Goal of the exercise
Below are the records. Restate word for word every line from the one that contains "Study the photograph above. For every instance of the gold" through the final line, both included.
Data supplied Block Start
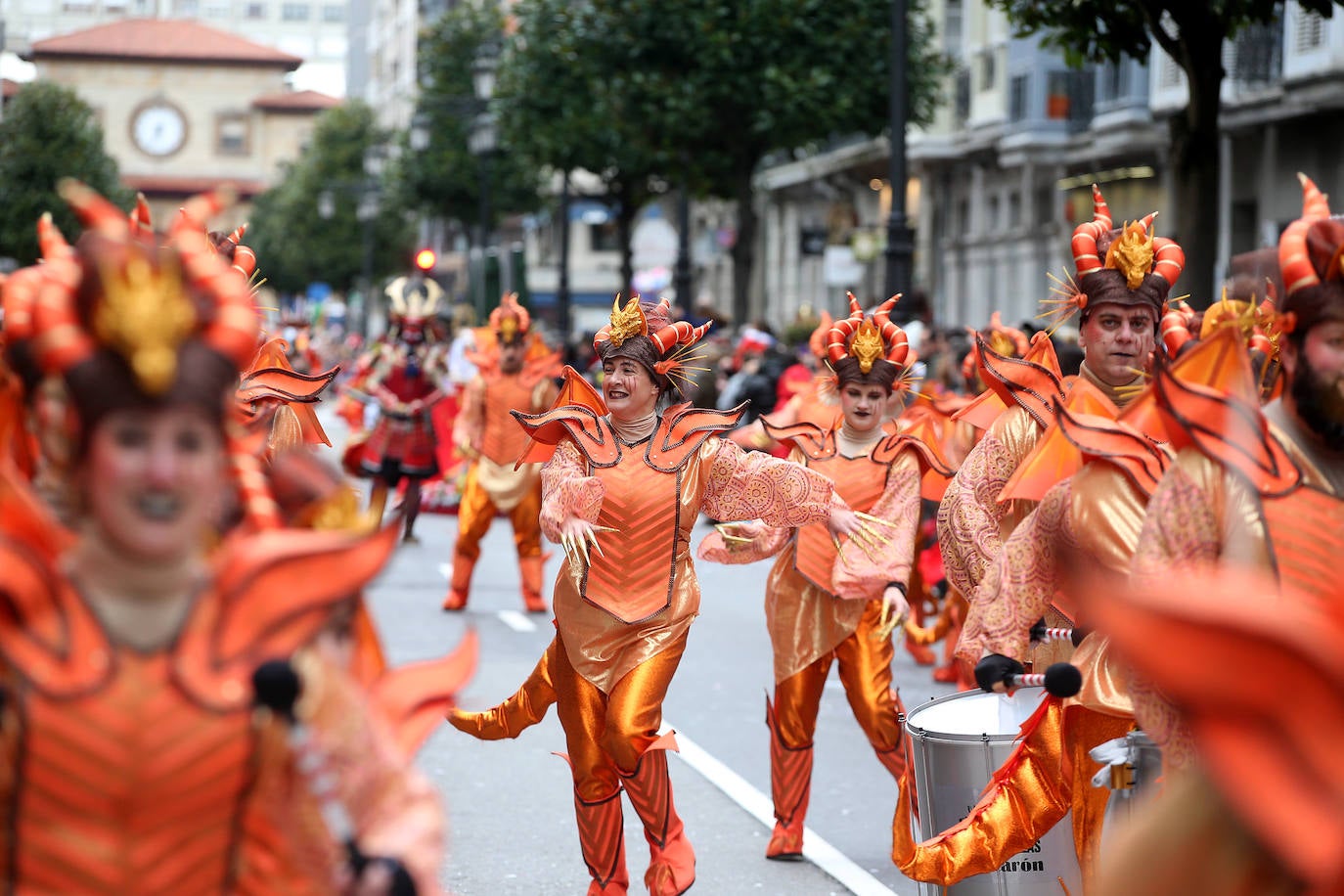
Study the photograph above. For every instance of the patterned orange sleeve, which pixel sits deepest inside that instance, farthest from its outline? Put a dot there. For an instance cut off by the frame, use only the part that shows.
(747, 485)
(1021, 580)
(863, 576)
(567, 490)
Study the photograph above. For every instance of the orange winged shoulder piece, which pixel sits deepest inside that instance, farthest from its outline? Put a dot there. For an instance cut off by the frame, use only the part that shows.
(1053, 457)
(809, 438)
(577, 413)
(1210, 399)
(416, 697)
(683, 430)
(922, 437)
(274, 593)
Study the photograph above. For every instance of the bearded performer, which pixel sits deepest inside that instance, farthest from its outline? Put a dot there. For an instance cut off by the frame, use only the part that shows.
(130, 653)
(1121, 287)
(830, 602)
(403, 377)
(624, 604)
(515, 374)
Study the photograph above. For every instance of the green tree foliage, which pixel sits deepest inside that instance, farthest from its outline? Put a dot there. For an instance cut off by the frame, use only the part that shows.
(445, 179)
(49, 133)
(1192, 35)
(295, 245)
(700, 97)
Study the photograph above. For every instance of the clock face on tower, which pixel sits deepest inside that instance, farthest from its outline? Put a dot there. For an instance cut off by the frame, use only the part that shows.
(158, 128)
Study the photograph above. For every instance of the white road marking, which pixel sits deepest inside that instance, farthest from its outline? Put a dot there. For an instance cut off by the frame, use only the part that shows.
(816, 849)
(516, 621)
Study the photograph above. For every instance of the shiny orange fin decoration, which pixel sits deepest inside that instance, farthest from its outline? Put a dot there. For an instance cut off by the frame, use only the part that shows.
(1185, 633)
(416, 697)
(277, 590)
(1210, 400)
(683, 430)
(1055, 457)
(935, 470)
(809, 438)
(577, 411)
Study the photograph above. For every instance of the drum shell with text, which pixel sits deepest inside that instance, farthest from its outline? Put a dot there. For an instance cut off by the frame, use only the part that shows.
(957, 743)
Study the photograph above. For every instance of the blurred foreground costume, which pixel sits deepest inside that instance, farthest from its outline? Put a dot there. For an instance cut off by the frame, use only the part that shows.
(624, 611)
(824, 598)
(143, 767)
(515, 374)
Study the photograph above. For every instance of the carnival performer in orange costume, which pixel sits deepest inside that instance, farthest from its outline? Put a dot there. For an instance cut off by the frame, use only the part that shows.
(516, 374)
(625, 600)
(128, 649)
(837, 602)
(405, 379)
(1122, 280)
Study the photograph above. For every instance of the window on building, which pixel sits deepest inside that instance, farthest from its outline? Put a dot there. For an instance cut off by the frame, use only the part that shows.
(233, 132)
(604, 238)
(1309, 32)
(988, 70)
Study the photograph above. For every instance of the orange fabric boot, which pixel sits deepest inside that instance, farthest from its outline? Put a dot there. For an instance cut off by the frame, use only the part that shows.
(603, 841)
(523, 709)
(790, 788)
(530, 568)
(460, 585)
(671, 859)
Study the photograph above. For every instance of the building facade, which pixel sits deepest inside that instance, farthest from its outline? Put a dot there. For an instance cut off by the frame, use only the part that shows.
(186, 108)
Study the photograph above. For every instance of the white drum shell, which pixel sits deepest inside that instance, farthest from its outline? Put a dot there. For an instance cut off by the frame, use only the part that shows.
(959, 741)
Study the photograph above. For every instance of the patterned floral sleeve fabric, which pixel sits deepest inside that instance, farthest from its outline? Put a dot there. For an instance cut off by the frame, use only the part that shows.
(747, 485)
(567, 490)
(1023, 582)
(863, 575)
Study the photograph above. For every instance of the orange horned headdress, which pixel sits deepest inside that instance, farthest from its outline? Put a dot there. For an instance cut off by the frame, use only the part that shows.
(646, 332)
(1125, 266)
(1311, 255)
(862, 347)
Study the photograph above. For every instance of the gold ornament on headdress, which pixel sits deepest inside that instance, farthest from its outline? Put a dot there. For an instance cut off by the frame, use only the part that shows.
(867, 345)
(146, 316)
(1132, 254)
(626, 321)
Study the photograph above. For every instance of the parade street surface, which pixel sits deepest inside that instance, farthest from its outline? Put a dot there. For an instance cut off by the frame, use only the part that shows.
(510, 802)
Data supplied Block End
Task response
Study the photograph above. For every instance of the gold ornament on headdress, which pixel sits deepest inside that instance, farthest from its outline? Put a dot there. For an instance cut off by the frame, use only the part that shows.
(867, 345)
(146, 316)
(1132, 254)
(626, 321)
Study the photograph above. For every instance of the parade street surface, which pixel sits deepest inside that instance, farthest from its outline? Put a dot there. For an instance cut off by the frame, use only the part that shows.
(510, 802)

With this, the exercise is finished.